[Start of section]

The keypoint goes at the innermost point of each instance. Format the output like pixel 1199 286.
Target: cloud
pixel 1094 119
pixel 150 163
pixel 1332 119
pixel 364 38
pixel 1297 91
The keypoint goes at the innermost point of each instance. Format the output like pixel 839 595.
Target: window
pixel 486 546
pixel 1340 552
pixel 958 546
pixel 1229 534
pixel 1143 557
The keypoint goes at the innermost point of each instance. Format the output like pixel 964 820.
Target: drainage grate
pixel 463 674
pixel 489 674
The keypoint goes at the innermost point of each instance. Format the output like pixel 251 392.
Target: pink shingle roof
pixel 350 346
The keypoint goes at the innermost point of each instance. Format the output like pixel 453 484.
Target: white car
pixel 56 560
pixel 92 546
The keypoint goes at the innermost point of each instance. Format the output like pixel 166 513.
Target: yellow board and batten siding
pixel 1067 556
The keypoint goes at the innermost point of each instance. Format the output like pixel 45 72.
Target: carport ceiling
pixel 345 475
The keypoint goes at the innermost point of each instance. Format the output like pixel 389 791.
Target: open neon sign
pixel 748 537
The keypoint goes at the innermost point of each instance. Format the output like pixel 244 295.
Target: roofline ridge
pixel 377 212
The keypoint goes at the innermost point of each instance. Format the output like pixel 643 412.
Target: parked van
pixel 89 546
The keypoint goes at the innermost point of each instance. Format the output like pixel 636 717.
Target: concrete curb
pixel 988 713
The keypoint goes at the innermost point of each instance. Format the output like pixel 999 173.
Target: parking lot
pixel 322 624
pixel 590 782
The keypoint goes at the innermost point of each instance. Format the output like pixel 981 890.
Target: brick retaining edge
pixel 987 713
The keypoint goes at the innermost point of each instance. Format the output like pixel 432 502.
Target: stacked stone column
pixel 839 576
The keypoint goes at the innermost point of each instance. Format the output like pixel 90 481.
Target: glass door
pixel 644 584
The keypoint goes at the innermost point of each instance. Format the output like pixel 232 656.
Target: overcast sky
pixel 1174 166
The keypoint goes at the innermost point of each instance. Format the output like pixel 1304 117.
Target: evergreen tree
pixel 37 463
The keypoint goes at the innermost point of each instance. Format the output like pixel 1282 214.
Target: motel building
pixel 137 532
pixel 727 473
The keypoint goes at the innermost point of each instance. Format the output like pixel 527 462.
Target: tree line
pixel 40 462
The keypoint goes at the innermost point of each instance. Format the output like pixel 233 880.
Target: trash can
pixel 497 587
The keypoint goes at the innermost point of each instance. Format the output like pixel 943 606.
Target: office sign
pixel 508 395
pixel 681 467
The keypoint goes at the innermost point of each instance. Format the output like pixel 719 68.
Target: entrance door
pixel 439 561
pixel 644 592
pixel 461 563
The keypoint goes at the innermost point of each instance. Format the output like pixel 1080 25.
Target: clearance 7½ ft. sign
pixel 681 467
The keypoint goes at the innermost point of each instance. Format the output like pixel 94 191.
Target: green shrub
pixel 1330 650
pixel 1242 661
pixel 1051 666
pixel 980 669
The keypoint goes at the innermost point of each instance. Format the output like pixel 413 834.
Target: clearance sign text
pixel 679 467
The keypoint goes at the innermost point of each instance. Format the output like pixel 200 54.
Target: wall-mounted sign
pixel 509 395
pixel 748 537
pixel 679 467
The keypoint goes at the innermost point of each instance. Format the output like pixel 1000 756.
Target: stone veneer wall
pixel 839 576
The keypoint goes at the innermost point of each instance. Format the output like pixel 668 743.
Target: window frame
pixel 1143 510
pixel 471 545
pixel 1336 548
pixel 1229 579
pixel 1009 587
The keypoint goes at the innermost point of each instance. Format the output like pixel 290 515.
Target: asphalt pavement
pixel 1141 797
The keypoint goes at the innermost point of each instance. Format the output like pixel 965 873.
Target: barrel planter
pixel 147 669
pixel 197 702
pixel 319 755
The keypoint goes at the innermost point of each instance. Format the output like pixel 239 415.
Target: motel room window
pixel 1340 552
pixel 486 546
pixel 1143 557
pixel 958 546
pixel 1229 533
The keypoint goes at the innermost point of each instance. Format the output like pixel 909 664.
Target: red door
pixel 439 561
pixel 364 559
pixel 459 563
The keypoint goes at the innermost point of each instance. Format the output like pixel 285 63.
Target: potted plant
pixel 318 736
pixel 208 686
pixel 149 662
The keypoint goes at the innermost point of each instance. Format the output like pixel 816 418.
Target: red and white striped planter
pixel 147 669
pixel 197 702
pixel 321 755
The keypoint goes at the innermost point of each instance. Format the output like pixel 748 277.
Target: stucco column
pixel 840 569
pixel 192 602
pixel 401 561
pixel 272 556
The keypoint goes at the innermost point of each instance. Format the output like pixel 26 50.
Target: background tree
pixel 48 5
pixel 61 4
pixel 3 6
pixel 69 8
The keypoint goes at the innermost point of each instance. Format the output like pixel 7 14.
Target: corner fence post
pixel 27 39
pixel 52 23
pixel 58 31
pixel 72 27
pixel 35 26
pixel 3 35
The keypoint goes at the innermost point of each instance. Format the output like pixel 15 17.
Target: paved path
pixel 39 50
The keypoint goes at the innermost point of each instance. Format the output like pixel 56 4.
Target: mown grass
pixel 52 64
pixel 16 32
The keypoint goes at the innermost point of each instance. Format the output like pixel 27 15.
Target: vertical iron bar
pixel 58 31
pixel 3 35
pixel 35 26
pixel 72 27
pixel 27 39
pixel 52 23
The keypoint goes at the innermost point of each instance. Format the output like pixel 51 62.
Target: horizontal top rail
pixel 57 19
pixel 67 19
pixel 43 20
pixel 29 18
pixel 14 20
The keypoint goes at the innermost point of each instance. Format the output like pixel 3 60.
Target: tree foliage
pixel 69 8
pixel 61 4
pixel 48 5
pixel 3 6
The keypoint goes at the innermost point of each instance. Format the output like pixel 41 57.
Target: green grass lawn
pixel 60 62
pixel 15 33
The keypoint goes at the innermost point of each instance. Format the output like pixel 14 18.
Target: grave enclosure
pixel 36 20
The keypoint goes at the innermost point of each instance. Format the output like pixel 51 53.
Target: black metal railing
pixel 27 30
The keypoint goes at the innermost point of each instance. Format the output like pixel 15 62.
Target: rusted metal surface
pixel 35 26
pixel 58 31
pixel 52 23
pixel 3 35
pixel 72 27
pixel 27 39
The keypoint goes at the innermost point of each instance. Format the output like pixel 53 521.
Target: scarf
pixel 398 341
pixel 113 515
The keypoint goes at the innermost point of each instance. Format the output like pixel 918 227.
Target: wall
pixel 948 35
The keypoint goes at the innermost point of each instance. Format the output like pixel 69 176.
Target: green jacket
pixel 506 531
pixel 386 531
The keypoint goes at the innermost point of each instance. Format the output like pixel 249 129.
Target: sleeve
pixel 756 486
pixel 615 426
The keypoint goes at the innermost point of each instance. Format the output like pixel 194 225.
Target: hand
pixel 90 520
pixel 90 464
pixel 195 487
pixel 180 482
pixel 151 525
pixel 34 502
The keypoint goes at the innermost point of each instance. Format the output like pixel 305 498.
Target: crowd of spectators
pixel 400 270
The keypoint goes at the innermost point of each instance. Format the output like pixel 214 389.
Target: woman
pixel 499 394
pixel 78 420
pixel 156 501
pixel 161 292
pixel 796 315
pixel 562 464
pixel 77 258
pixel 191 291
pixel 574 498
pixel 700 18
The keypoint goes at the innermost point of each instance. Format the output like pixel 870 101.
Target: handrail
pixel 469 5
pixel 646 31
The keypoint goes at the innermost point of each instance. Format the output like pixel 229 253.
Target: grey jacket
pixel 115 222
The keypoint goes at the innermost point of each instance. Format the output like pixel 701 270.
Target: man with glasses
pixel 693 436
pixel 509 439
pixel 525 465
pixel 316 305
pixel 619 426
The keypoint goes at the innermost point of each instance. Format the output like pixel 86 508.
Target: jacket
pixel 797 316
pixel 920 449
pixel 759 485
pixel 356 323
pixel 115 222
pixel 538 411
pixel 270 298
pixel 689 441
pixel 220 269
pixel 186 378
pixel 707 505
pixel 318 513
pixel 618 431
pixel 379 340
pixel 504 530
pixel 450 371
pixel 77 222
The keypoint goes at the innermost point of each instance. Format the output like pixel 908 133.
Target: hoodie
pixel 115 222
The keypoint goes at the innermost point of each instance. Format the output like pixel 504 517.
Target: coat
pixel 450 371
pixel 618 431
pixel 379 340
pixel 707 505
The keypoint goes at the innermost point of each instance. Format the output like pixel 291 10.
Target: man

[End of section]

> **Exercise**:
Please give again the lines above between the line holding "Target: red door" and the line holding "pixel 26 50.", inclusive, exactly as they are and with nothing added.

> **Task answer**:
Target: red door
pixel 439 561
pixel 364 559
pixel 459 563
The keypoint goes at the innermost point of each instance. Format the output like pixel 285 63.
Target: potted plant
pixel 318 736
pixel 208 686
pixel 149 662
The keypoint goes at the innermost point of each instance. Format the output like pixel 816 418.
Target: red and white striped planter
pixel 147 669
pixel 197 702
pixel 321 755
The keypoint goes at the innermost point of each instance. Format the output like pixel 748 277.
Target: stucco column
pixel 840 569
pixel 192 602
pixel 401 561
pixel 272 556
The keypoint goes at the innermost point of each instance. Format the output like pixel 26 50.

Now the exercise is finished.